▸ Document
.....

September 12 2013

Price differentials

I am afraid this week's column is going to be rather heavy on arithmetic, but in case anyone logs on who still believes that, save for the formation of the IPPG, the Labour Group with nine of the sixty members would control the council (Through the looking-glass), I will try to keep it as simple as possible.
First, I have been doing some more sums on the commercial property grant scheme in Pembroke and Pembroke Dock
What I find is that the ten projects in Pembroke for which I have figures attracted total grants of £265,000 - an average of £26,500.
Nine projects in Pembroke Dock - total grant £516,641 - had an average grant £57,404.
On the face of it, building in Pembroke Dock would seem to be more than twice as expensive as in Pembroke.
However, that is only half the story because, if you subdivide the 19 projects into those carried out by Cathal McCosker/Kinver Kreations/G & G Builders (MKG), and the rest, you find that the five MKG contracts in Pembroke Dock attracted grant offers of £410,000 - average £82,000, while for the other 14 projects the total grant is £371,000 - average £26,515.

.....

▸ Given information
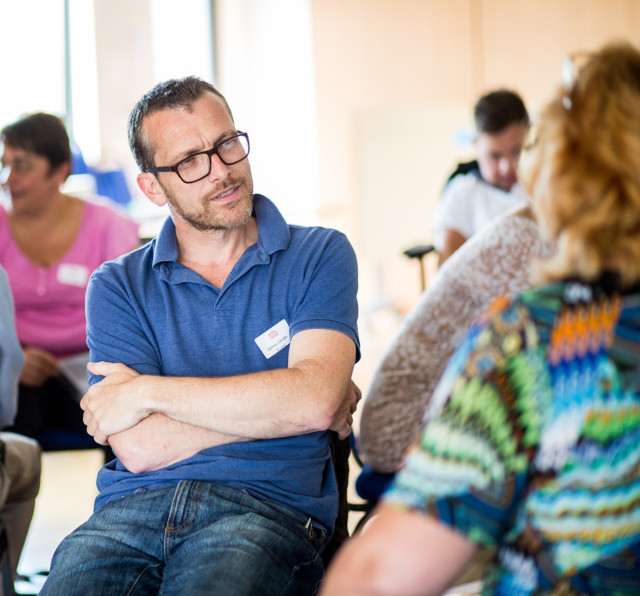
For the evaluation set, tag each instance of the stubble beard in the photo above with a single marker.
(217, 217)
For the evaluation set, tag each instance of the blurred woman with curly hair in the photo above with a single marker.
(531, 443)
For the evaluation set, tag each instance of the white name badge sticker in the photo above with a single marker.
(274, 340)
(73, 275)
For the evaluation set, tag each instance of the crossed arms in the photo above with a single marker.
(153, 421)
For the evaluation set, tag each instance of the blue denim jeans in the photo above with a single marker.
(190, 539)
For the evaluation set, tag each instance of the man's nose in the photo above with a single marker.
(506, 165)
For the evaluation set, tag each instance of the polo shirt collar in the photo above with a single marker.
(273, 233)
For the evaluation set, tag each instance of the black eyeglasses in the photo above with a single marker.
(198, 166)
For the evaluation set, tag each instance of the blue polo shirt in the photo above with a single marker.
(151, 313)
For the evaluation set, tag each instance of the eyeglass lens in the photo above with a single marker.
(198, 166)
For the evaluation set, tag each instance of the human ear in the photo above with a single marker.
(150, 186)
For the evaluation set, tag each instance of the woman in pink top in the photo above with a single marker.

.....

▸ What the task requires
In the column on price differentials, what was the average grant for the nine projects in Pembroke Dock?

▸ Expected answer
£57,404